╔══

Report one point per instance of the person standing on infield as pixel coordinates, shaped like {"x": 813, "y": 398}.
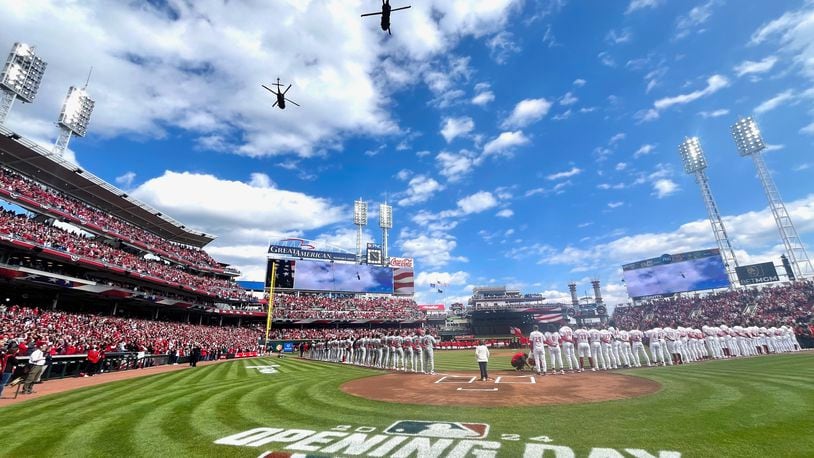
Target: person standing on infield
{"x": 482, "y": 354}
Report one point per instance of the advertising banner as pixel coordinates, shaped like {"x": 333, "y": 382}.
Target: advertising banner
{"x": 310, "y": 254}
{"x": 757, "y": 273}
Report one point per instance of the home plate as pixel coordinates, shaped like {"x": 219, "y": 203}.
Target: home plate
{"x": 524, "y": 379}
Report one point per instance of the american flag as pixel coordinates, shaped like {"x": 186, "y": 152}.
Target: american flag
{"x": 548, "y": 317}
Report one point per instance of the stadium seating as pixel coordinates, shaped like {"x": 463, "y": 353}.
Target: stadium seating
{"x": 75, "y": 333}
{"x": 788, "y": 304}
{"x": 307, "y": 307}
{"x": 22, "y": 228}
{"x": 82, "y": 214}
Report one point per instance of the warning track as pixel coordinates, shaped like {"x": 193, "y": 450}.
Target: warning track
{"x": 508, "y": 388}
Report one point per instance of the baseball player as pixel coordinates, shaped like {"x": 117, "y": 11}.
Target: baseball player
{"x": 537, "y": 348}
{"x": 595, "y": 337}
{"x": 584, "y": 348}
{"x": 606, "y": 347}
{"x": 429, "y": 341}
{"x": 552, "y": 340}
{"x": 567, "y": 337}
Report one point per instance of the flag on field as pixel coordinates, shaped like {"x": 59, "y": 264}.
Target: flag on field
{"x": 548, "y": 317}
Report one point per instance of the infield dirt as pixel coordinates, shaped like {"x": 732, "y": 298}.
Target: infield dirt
{"x": 507, "y": 388}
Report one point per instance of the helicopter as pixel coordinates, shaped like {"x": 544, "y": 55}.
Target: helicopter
{"x": 281, "y": 99}
{"x": 385, "y": 12}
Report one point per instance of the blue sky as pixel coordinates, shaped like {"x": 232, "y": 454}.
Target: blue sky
{"x": 528, "y": 143}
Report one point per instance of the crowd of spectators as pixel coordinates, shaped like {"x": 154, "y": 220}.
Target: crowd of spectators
{"x": 789, "y": 304}
{"x": 77, "y": 333}
{"x": 48, "y": 236}
{"x": 118, "y": 228}
{"x": 305, "y": 307}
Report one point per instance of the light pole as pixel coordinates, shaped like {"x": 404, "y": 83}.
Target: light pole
{"x": 21, "y": 77}
{"x": 360, "y": 220}
{"x": 750, "y": 143}
{"x": 694, "y": 164}
{"x": 385, "y": 223}
{"x": 74, "y": 117}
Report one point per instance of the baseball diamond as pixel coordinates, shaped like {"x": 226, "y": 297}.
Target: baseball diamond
{"x": 765, "y": 402}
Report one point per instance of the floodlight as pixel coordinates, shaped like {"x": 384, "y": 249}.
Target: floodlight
{"x": 23, "y": 72}
{"x": 385, "y": 216}
{"x": 749, "y": 141}
{"x": 76, "y": 111}
{"x": 360, "y": 213}
{"x": 747, "y": 136}
{"x": 692, "y": 155}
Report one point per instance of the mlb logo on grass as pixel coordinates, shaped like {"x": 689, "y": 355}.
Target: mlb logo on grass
{"x": 444, "y": 429}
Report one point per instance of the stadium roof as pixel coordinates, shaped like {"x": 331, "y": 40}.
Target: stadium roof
{"x": 40, "y": 164}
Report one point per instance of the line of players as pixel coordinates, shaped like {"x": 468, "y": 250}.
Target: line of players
{"x": 409, "y": 351}
{"x": 614, "y": 348}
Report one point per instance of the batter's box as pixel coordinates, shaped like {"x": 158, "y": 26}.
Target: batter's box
{"x": 519, "y": 379}
{"x": 459, "y": 379}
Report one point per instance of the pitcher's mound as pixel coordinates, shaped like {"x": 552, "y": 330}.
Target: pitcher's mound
{"x": 508, "y": 388}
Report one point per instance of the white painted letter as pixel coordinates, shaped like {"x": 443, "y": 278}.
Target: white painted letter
{"x": 323, "y": 438}
{"x": 248, "y": 436}
{"x": 538, "y": 451}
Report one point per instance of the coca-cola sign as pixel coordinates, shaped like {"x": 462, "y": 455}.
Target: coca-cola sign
{"x": 401, "y": 262}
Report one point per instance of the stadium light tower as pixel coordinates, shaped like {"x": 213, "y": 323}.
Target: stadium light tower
{"x": 694, "y": 164}
{"x": 750, "y": 143}
{"x": 360, "y": 220}
{"x": 74, "y": 117}
{"x": 21, "y": 77}
{"x": 386, "y": 223}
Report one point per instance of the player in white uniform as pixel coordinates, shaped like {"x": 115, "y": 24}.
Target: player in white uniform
{"x": 595, "y": 338}
{"x": 567, "y": 337}
{"x": 605, "y": 339}
{"x": 537, "y": 348}
{"x": 552, "y": 340}
{"x": 428, "y": 342}
{"x": 636, "y": 337}
{"x": 583, "y": 348}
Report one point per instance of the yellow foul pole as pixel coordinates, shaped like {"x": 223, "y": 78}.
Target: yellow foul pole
{"x": 270, "y": 304}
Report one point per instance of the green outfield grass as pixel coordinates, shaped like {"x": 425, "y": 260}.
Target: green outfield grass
{"x": 761, "y": 407}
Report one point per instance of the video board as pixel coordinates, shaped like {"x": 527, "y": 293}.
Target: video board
{"x": 677, "y": 273}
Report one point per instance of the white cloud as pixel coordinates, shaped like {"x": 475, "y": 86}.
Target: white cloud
{"x": 420, "y": 189}
{"x": 754, "y": 231}
{"x": 615, "y": 37}
{"x": 775, "y": 102}
{"x": 195, "y": 66}
{"x": 429, "y": 251}
{"x": 697, "y": 17}
{"x": 568, "y": 99}
{"x": 665, "y": 187}
{"x": 749, "y": 67}
{"x": 477, "y": 202}
{"x": 505, "y": 142}
{"x": 502, "y": 46}
{"x": 644, "y": 150}
{"x": 574, "y": 171}
{"x": 617, "y": 138}
{"x": 606, "y": 59}
{"x": 483, "y": 94}
{"x": 455, "y": 127}
{"x": 714, "y": 114}
{"x": 126, "y": 180}
{"x": 636, "y": 5}
{"x": 714, "y": 84}
{"x": 526, "y": 112}
{"x": 455, "y": 166}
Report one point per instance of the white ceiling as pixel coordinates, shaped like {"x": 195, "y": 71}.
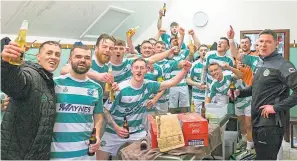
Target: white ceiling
{"x": 78, "y": 19}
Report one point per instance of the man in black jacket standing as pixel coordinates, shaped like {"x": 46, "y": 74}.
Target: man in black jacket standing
{"x": 27, "y": 125}
{"x": 273, "y": 78}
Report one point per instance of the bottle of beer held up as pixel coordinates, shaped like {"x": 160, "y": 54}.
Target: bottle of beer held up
{"x": 232, "y": 98}
{"x": 203, "y": 110}
{"x": 92, "y": 140}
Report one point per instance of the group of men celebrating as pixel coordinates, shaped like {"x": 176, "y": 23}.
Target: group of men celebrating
{"x": 52, "y": 118}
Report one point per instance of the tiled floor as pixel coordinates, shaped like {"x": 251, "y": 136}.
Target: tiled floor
{"x": 288, "y": 152}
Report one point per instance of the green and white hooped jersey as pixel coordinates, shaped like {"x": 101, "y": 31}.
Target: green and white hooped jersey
{"x": 122, "y": 72}
{"x": 77, "y": 101}
{"x": 195, "y": 75}
{"x": 214, "y": 57}
{"x": 155, "y": 75}
{"x": 98, "y": 68}
{"x": 181, "y": 56}
{"x": 167, "y": 66}
{"x": 219, "y": 89}
{"x": 131, "y": 102}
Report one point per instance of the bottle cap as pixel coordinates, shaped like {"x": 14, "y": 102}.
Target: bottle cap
{"x": 25, "y": 25}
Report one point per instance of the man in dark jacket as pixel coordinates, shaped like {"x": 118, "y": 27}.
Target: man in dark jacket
{"x": 27, "y": 125}
{"x": 273, "y": 78}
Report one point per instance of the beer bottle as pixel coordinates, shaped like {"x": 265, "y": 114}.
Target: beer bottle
{"x": 232, "y": 88}
{"x": 126, "y": 126}
{"x": 132, "y": 31}
{"x": 203, "y": 110}
{"x": 143, "y": 144}
{"x": 92, "y": 140}
{"x": 21, "y": 41}
{"x": 107, "y": 87}
{"x": 164, "y": 9}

╚══

Exercise objective: Pull out every line of the listing above, from the one containing "Report one point per instance of the green and" through the last line of the listing, both included, and reproduce them verbatim.

Written response:
Report one point per instance of the green and white hooped jersey as pixel coordinates, shaped like {"x": 101, "y": 31}.
Target: green and white hooped jersey
{"x": 122, "y": 72}
{"x": 77, "y": 101}
{"x": 195, "y": 75}
{"x": 214, "y": 57}
{"x": 155, "y": 75}
{"x": 98, "y": 68}
{"x": 181, "y": 56}
{"x": 167, "y": 66}
{"x": 219, "y": 89}
{"x": 131, "y": 102}
Report one point per instance of the bottle cap as pixel coordinates, shaped like {"x": 14, "y": 102}.
Target: bottle cap
{"x": 25, "y": 25}
Report one point per instance of the man in dark jacket as pixel coordinates, shaped like {"x": 118, "y": 27}.
Target: man in dark jacket
{"x": 27, "y": 125}
{"x": 273, "y": 78}
Report one point per instance of the beer bottle as pixel coordinates, shaped like {"x": 265, "y": 114}.
Target: beer bottle
{"x": 232, "y": 88}
{"x": 126, "y": 126}
{"x": 132, "y": 31}
{"x": 203, "y": 110}
{"x": 143, "y": 144}
{"x": 92, "y": 140}
{"x": 21, "y": 41}
{"x": 107, "y": 87}
{"x": 164, "y": 9}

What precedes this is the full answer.